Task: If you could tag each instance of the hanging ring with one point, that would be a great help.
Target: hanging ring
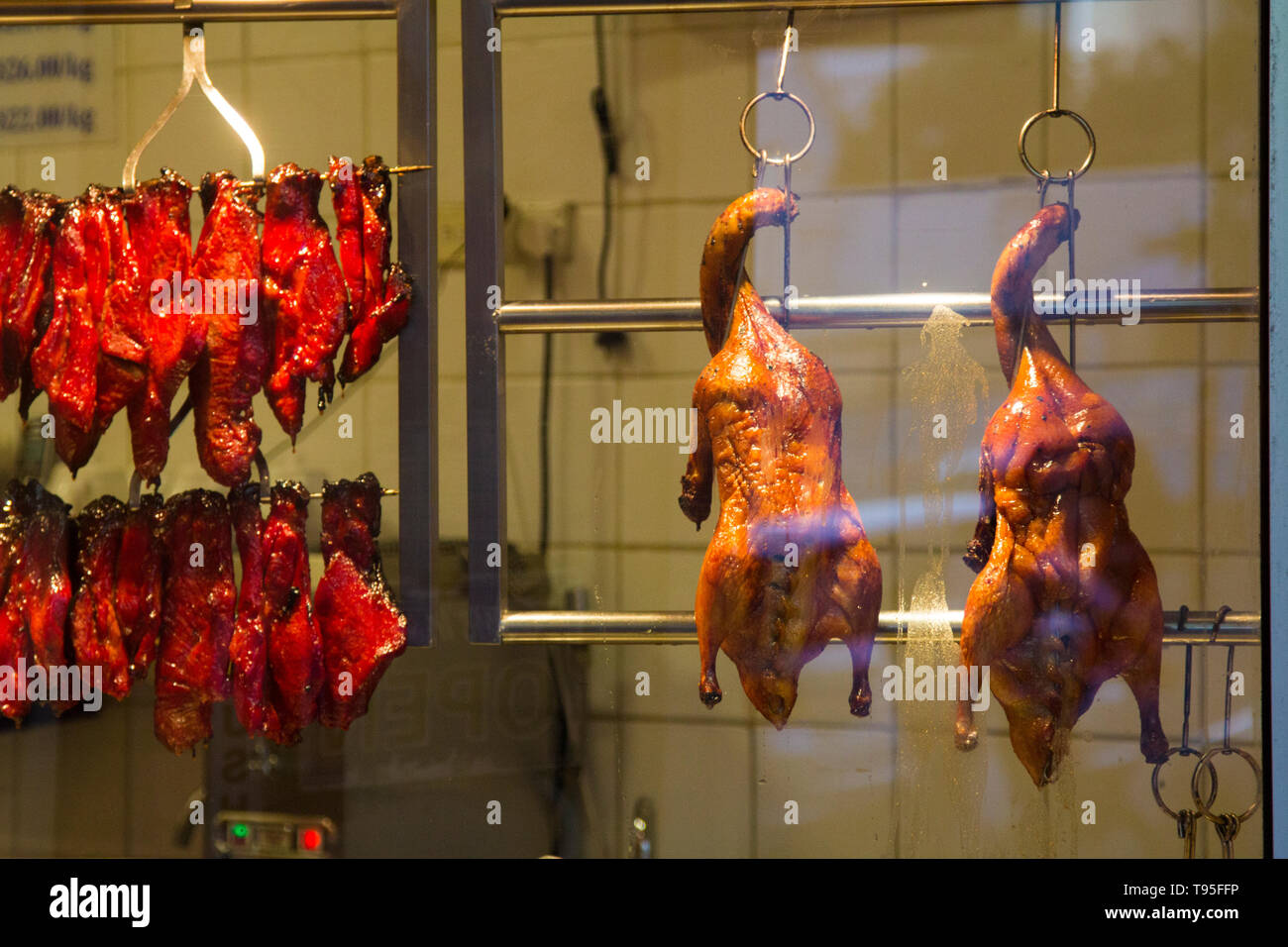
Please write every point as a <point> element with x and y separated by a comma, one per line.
<point>800,103</point>
<point>1055,114</point>
<point>1205,808</point>
<point>1183,751</point>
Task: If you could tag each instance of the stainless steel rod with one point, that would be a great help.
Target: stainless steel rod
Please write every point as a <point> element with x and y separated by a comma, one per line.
<point>579,8</point>
<point>880,311</point>
<point>678,628</point>
<point>51,12</point>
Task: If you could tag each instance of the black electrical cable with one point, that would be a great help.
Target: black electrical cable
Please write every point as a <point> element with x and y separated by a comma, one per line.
<point>546,352</point>
<point>610,342</point>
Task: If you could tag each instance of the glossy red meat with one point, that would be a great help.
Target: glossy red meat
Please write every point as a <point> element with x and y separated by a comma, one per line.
<point>249,651</point>
<point>378,294</point>
<point>40,585</point>
<point>196,618</point>
<point>25,285</point>
<point>140,578</point>
<point>294,641</point>
<point>347,202</point>
<point>236,361</point>
<point>174,334</point>
<point>97,638</point>
<point>351,522</point>
<point>304,294</point>
<point>362,629</point>
<point>93,357</point>
<point>14,643</point>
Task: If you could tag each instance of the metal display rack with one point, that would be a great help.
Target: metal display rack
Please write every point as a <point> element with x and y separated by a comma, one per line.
<point>416,198</point>
<point>489,320</point>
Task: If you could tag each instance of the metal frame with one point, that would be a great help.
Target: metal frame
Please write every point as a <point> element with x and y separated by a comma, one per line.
<point>417,200</point>
<point>488,320</point>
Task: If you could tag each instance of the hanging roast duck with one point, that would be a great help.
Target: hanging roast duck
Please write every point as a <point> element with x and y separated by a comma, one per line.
<point>1065,595</point>
<point>789,566</point>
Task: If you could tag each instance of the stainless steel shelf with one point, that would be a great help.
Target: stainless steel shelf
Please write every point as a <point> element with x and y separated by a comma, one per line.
<point>51,12</point>
<point>879,311</point>
<point>579,8</point>
<point>678,628</point>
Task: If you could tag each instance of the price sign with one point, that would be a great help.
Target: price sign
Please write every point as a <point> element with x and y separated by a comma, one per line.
##############################
Exercise requirements
Please convert the entries above into a JSON list of strings, one string per line, starting at the first line of the entries and ending at the line that contains "<point>610,342</point>", with both of those lines included. Leave out blank lines and the pictures.

Written response
[
  "Task: If you could tag each instance of the hanging ring with one point, that would be a great help.",
  "Target: hanging ring",
  "Please write every point as a <point> element with x and y separated by a comma, one per line.",
  "<point>800,103</point>",
  "<point>1055,114</point>",
  "<point>1205,808</point>",
  "<point>1183,751</point>",
  "Task: If you could tag each instance of the stainless steel rod with one point, that would be a great help.",
  "Target: stainless steel rod",
  "Please write every point as a <point> element with x and y separated by a comma, one per line.",
  "<point>579,8</point>",
  "<point>880,311</point>",
  "<point>678,628</point>",
  "<point>51,12</point>",
  "Task: If you could tag each instance of the black electrical cable with one point, that would be a great help.",
  "Target: black electrical cable",
  "Please write every point as a <point> element with x and y separated by a comma, one per line.",
  "<point>546,352</point>",
  "<point>610,342</point>"
]